**What the task requires**
Will you retype every one of the lines below without changing a single character?

**The input**
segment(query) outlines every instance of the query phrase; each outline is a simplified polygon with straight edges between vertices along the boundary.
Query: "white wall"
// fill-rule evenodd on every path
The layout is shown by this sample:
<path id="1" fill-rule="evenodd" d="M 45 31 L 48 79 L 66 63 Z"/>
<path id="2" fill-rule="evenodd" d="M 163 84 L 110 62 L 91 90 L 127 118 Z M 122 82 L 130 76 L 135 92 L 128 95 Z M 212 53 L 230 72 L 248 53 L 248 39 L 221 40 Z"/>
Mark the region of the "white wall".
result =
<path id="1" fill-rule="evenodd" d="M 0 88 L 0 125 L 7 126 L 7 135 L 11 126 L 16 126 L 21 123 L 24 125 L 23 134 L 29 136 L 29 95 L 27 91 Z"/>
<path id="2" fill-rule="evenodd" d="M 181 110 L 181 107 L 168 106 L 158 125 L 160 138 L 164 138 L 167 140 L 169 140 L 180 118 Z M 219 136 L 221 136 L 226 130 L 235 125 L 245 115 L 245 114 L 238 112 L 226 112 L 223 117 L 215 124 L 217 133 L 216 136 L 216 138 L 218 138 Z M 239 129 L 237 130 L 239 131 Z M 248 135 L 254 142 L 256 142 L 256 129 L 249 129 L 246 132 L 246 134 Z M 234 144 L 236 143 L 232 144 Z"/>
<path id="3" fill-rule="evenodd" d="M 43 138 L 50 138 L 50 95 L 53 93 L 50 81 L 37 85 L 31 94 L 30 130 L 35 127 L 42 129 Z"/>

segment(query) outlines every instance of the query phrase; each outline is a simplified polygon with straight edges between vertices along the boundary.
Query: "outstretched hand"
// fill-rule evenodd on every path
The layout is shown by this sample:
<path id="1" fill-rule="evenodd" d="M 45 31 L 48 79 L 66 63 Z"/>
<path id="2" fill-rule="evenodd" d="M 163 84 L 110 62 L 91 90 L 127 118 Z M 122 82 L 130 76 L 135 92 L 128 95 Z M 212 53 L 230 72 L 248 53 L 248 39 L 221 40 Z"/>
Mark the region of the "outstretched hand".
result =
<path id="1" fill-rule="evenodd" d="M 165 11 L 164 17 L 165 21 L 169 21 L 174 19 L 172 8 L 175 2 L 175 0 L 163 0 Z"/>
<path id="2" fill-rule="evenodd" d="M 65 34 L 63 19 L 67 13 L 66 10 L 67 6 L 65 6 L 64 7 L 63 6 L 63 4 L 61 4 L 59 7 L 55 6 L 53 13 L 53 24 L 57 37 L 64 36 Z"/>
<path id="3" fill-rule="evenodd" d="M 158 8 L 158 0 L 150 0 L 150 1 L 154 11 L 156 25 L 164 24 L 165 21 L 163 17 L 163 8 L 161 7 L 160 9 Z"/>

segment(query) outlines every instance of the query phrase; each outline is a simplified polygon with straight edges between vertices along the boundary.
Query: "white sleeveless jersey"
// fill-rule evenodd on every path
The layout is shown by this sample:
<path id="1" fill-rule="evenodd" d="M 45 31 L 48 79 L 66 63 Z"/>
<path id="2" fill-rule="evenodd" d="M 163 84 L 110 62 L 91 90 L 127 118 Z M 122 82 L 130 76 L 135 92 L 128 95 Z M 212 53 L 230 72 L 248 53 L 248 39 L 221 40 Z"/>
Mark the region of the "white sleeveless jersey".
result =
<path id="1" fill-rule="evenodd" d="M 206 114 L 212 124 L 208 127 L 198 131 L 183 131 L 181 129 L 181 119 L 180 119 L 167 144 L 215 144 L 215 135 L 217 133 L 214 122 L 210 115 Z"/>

**Exercise response**
segment(query) outlines every instance of the query phrase; each outline is a simplified polygon with straight edges between vertices along the boundary.
Query: "white wall"
// fill-rule evenodd on every path
The layout is shown by this sample:
<path id="1" fill-rule="evenodd" d="M 45 31 L 48 79 L 66 63 Z"/>
<path id="2" fill-rule="evenodd" d="M 163 84 L 110 62 L 91 90 L 127 118 Z M 122 82 L 130 76 L 135 92 L 128 95 Z M 212 53 L 230 72 L 248 53 L 248 39 L 221 40 Z"/>
Mark the region of the "white wall".
result =
<path id="1" fill-rule="evenodd" d="M 0 88 L 0 125 L 7 126 L 7 135 L 11 126 L 16 126 L 21 123 L 24 125 L 23 134 L 29 136 L 29 95 L 27 91 Z"/>
<path id="2" fill-rule="evenodd" d="M 181 110 L 181 107 L 168 106 L 158 125 L 160 138 L 164 138 L 167 140 L 169 140 L 180 118 Z M 219 136 L 221 136 L 226 130 L 235 125 L 245 115 L 245 114 L 238 112 L 226 112 L 223 117 L 215 124 L 217 133 L 216 136 L 216 138 L 218 138 Z M 239 129 L 237 130 L 239 131 Z M 248 135 L 254 142 L 256 142 L 256 129 L 249 129 L 246 132 L 246 134 Z M 234 144 L 236 143 L 232 144 Z"/>
<path id="3" fill-rule="evenodd" d="M 43 138 L 50 138 L 50 95 L 53 93 L 50 81 L 37 85 L 31 94 L 30 130 L 35 127 L 42 129 Z"/>

segment(query) outlines every instance of the query phrase; each outline is a simplified polygon with straight edges between vertices along the boundary.
Query: "outstretched hand"
// fill-rule evenodd on every path
The layout is shown by this sample:
<path id="1" fill-rule="evenodd" d="M 45 31 L 48 79 L 66 63 Z"/>
<path id="2" fill-rule="evenodd" d="M 163 84 L 110 62 L 91 90 L 127 118 Z M 122 82 L 130 76 L 135 92 L 128 95 Z M 212 53 L 230 72 L 248 53 L 248 39 L 221 40 Z"/>
Mark the region of the "outstretched hand".
result =
<path id="1" fill-rule="evenodd" d="M 165 11 L 164 17 L 165 21 L 169 21 L 174 19 L 172 8 L 175 2 L 175 0 L 163 0 Z"/>
<path id="2" fill-rule="evenodd" d="M 65 34 L 63 19 L 67 13 L 66 10 L 67 6 L 65 6 L 64 7 L 63 6 L 63 4 L 61 4 L 59 7 L 55 6 L 53 13 L 53 24 L 57 37 L 64 36 Z"/>
<path id="3" fill-rule="evenodd" d="M 158 8 L 158 0 L 150 0 L 150 1 L 154 11 L 156 25 L 164 24 L 165 21 L 163 17 L 163 8 L 161 7 L 160 9 Z"/>

segment(query) outlines every instance of the query phrase; each outline is a simplified polygon with straight edges between vertices along the boundary.
Query: "white sleeveless jersey"
// fill-rule evenodd on every path
The layout is shown by this sample:
<path id="1" fill-rule="evenodd" d="M 45 31 L 48 79 L 66 63 Z"/>
<path id="2" fill-rule="evenodd" d="M 163 84 L 110 62 L 91 90 L 127 118 Z M 122 82 L 130 76 L 135 92 L 128 95 Z M 212 53 L 230 72 L 248 53 L 248 39 L 221 40 Z"/>
Mark the region of the "white sleeveless jersey".
result =
<path id="1" fill-rule="evenodd" d="M 206 114 L 212 124 L 208 127 L 198 131 L 183 131 L 181 129 L 181 119 L 180 119 L 167 144 L 215 144 L 215 135 L 217 133 L 214 122 L 210 115 Z"/>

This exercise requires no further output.